(PAGE TEXT):

* begin *

Mounted at /content/drive


### 3.2 Create train and validation directories and subdivide each into "images" and "labels" sub-directories

In [None]:
# Full data
train_dir_full = os.path.join(path_to_tiles_full, "train")
os.makedirs(train_dir_full, exist_ok=True) # creates new directory for training data
val_dir_full = os.path.join(path_to_tiles_full, "val")
os.makedirs(val_dir_full, exist_ok=True) # creates new directory for validation data
val_img_dir_full = os.path.join(path_to_tiles_full, "val","images")
os.makedirs(val_img_dir_full, exist_ok=True) # creates new directory for training data
train_img_dir_full = os.path.join(path_to_tiles_full, "train","images")
os.makedirs(train_img_dir_full, exist_ok=True) # creates new directory for training data
val_ann_dir_full = os.path.join(path_to_tiles_full, "val","labels")
os.makedirs(val_ann_dir_full, exist_ok=True) # creates new directory for training data
train_ann_dir_full = os.path.join(path_to_tiles_full, "train","labels")
os.makedirs(train_ann_dir_full, exist_ok=True) # creates new directory for training data

In [None]:
# Smaller dataset
train_dir_small = os.path.join(path_to_tiles_small, "train")
os.makedirs(train_dir_small, exist_ok=True) # creates new directory for training data
val_dir_small = os.path.join(path_to_tiles_small, "val")
os.makedirs(val_dir_small, exist_ok=True) # creates new directory for validation data
val_img_dir_small = os.path.join(path_to_tiles_small, "val","images")
os.makedirs(val_img_dir_small, exist_ok=True) # creates new directory for training data
train_img_dir_small = os.path.join(path_to_tiles_small, "train","images")
os.makedirs(train_img_dir_small, exist_ok=True) # creates new directory for training data
val_ann_dir_small = os.path.join(path_to_tiles_small, "val","labels")
os.makedirs(val_ann_dir_small, exist_ok=True) # creates new directory for training data
train_ann_dir_small = os.path.join(path_to_tiles_small, "train","labels")

* end *

(EXTRACTED DATA):
* begin *

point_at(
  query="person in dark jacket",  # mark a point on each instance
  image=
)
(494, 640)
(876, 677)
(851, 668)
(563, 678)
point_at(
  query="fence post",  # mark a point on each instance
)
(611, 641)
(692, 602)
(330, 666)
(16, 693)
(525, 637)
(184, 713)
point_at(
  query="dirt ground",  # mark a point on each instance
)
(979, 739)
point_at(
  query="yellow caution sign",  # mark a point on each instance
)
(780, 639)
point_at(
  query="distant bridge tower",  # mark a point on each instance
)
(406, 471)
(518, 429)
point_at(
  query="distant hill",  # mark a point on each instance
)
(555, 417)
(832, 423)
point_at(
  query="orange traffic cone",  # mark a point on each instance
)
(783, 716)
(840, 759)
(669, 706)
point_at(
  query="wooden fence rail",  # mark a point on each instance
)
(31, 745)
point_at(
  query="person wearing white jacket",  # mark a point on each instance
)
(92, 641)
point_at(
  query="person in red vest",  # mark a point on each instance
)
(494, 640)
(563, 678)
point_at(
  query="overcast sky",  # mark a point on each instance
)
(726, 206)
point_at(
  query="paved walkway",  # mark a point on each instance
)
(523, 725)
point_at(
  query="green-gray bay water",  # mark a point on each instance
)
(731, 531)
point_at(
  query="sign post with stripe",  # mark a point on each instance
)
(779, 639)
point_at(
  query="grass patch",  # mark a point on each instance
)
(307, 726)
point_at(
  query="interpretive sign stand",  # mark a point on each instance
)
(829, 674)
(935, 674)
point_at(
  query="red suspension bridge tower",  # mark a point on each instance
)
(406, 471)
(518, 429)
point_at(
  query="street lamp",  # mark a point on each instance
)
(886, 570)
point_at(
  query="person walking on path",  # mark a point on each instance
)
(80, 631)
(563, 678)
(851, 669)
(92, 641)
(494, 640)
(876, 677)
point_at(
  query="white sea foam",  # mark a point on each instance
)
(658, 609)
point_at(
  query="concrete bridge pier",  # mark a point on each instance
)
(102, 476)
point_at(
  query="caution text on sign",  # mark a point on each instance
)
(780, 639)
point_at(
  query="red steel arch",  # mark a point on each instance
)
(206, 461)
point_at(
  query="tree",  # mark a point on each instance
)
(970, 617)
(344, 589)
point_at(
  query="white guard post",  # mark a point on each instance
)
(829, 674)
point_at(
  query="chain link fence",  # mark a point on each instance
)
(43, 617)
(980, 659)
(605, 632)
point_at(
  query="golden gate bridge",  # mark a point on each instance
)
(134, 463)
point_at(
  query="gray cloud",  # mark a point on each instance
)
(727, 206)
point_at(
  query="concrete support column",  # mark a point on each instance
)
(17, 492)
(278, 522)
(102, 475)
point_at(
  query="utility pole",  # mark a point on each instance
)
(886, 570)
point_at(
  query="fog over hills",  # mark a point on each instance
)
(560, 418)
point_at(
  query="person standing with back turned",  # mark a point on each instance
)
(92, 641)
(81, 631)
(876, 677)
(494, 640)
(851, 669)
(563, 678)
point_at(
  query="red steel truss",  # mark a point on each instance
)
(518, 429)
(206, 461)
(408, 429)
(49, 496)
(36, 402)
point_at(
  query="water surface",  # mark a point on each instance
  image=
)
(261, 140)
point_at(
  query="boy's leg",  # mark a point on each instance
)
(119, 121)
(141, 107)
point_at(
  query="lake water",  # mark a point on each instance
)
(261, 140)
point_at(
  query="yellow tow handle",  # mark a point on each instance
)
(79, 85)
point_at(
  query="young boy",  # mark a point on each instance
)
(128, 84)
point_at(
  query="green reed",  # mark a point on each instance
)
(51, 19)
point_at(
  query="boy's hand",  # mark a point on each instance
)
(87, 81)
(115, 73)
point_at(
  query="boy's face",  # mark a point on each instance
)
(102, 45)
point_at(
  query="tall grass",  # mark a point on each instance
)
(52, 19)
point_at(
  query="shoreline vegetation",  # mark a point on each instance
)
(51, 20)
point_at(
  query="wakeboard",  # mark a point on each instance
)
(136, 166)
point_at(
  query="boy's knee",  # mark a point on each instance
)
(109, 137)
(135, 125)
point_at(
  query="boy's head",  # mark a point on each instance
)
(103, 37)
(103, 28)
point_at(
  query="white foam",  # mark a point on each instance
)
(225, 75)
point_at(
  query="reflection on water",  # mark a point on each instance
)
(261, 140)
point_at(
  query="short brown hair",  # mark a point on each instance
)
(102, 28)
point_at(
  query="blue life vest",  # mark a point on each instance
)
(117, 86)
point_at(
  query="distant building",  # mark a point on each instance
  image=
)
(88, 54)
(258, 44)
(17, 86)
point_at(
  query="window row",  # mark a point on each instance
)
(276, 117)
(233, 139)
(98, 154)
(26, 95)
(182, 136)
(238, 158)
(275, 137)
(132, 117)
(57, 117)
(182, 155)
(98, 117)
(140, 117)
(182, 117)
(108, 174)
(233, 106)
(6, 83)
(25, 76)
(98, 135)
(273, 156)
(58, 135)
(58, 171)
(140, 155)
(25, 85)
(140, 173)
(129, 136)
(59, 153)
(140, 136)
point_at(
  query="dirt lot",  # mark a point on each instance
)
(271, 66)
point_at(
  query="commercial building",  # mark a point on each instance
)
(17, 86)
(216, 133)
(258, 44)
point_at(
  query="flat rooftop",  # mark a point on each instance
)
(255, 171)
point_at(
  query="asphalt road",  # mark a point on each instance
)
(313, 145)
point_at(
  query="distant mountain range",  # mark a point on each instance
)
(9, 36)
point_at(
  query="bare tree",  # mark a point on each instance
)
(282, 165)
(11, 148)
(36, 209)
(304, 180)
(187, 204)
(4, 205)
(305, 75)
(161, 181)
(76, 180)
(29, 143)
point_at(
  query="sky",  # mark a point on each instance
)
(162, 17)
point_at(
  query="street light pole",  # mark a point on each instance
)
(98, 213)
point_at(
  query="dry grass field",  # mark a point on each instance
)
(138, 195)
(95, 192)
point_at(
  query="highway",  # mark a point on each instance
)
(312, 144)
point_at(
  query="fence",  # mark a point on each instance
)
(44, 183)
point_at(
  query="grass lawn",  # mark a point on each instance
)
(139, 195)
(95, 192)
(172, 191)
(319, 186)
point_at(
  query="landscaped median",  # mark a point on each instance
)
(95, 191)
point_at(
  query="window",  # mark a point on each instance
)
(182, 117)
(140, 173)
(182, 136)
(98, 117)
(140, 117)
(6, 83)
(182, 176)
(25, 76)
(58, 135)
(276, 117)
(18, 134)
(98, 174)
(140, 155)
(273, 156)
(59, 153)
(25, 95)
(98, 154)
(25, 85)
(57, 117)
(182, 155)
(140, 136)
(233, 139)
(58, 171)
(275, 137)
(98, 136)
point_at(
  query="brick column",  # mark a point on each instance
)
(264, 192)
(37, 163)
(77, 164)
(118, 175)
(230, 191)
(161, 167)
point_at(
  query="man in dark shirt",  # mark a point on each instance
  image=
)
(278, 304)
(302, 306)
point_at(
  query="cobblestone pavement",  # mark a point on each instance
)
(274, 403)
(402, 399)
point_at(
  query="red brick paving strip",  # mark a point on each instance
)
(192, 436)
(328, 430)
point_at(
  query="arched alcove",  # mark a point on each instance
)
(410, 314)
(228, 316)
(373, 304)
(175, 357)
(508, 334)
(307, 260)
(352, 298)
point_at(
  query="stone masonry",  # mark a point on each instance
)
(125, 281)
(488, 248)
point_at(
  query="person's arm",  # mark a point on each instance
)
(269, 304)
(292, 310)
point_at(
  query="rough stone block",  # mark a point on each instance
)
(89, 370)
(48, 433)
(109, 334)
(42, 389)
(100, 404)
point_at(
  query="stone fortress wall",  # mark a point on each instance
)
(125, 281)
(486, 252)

* end *

(DESCRIPTION OF THE TASK):
Summarize the notebook excerpt in two sentences. You can leave the records aside for this work.

(SOLUTION FOR THIS PROBLEM):
Under a heading about creating train and validation directories, the notebook excerpt uses os.path.join and os.makedirs with exist_ok=True to set up "train" and "val" directories, each with "images" and "labels" subdirectories, for the full data under path_to_tiles_full. It then builds the same set of paths for a smaller dataset under path_to_tiles_small.